- [PROBLEM TO SOLVE]: Reproduce nothing but the closing run of lines: the line with "Every instance of the black suit" and each line that follows it to the end of the data.
======== PROVIDED MATERIAL
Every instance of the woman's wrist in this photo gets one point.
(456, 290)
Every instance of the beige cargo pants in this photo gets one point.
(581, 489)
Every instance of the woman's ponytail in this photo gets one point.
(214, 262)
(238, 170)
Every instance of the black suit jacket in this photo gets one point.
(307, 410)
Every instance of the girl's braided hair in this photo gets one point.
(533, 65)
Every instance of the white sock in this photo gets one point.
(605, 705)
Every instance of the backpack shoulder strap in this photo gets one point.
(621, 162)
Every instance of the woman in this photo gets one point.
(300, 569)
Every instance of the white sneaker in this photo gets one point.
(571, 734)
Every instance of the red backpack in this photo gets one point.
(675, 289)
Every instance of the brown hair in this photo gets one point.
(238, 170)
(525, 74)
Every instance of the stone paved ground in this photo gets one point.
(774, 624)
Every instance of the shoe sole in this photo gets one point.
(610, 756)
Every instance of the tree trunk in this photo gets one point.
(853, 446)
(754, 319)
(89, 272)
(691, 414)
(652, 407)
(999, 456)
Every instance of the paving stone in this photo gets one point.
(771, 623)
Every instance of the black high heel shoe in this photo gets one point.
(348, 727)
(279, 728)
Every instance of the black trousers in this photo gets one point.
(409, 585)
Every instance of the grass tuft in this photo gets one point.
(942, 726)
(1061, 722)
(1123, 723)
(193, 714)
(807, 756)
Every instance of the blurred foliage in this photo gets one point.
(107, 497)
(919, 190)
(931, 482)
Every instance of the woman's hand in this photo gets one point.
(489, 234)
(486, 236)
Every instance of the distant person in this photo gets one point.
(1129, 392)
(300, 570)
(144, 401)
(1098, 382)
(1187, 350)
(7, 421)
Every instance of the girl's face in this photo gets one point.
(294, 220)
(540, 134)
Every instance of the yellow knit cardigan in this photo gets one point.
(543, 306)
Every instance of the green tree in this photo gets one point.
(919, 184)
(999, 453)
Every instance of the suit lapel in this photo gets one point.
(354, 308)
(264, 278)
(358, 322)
================
- [SOLUTION FOR THIS EXERCISE]:
Every instance of the black suit jacket in this photo gets one point.
(307, 410)
Every instance of the girl's braided hair in this photo gets one point.
(533, 65)
Every instance of the white sock in this photo gets one point.
(605, 705)
Every instance of the backpack shoulder strap in this photo gets one point.
(621, 162)
Every instance of the woman in this photo gets one point.
(300, 569)
Every instance of the white sneaker in this photo gets one point.
(571, 734)
Every instance of the red backpack in this photo gets one point.
(675, 289)
Every instance of the brown hair in this photo gets one point.
(238, 170)
(525, 74)
Every instance of the stone paved ground in this photo gets one point.
(774, 624)
Every instance of the shoe sole in this photo gets one point.
(610, 756)
Every instance of the tree trunk in this photo gets one point.
(853, 446)
(754, 319)
(89, 272)
(691, 414)
(652, 407)
(999, 456)
Every instance of the paving stone in this photo gets one point.
(771, 623)
Every instance of the black high heel shoe in this photo gets one point.
(348, 727)
(279, 728)
Every instance of the black trousers in this photo gets one point.
(409, 585)
Every instance of the grass tuft in this photo gets one point.
(942, 726)
(1061, 722)
(1123, 723)
(193, 714)
(807, 756)
Every instance of the blurred foliage in this photo gets one point.
(107, 497)
(919, 190)
(931, 482)
Every instance of the woman's hand in this photo gets one point.
(489, 234)
(486, 236)
Every instance of the distant person in this photo gets one point.
(1129, 392)
(300, 570)
(144, 401)
(1098, 382)
(1187, 350)
(7, 421)
Every instance of the girl's face in this photo gets one point.
(294, 220)
(540, 134)
Every instance of the yellow knit cardigan in this photo gets one point.
(543, 306)
Every instance of the green tree in this photo gets one point.
(919, 184)
(999, 453)
Every instance of the suit lapel in this photo gets one point.
(354, 308)
(264, 278)
(358, 322)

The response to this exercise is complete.